> _INPUT_:
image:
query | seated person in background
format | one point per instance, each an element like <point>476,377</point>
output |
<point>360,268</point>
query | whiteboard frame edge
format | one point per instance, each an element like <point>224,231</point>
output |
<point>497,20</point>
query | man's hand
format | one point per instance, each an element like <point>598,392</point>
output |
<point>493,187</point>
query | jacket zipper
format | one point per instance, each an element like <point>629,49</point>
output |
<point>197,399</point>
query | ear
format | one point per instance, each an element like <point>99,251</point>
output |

* * *

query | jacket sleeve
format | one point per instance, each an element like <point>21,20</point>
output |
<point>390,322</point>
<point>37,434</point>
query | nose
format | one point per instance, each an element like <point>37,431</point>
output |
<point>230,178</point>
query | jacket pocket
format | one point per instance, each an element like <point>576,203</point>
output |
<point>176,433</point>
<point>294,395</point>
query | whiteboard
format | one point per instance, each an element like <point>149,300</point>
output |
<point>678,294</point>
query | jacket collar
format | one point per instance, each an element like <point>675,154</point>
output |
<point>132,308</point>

* * *

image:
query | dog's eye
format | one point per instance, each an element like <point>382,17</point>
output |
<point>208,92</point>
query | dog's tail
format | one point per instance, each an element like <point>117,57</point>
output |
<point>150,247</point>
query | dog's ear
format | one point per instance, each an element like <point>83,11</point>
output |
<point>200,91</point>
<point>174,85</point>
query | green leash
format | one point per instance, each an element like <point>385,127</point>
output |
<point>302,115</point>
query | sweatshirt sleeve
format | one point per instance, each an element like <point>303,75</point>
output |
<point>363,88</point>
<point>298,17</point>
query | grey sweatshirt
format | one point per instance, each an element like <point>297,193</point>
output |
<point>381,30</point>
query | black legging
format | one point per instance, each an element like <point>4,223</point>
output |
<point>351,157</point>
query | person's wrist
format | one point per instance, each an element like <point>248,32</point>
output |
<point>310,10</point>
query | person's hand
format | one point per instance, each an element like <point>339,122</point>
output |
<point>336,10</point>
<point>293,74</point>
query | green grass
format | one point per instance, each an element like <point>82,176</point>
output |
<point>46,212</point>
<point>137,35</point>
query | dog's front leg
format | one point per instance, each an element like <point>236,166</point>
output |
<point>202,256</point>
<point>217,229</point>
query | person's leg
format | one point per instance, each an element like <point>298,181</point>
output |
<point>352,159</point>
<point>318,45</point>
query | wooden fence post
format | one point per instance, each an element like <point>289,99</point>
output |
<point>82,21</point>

> _SHORT TASK_:
Extract each line of the records that contains the word "jacket".

> _TASK ANSWER_:
query | jacket zipper
query | jacket sleeve
query | jacket pocket
query | jacket collar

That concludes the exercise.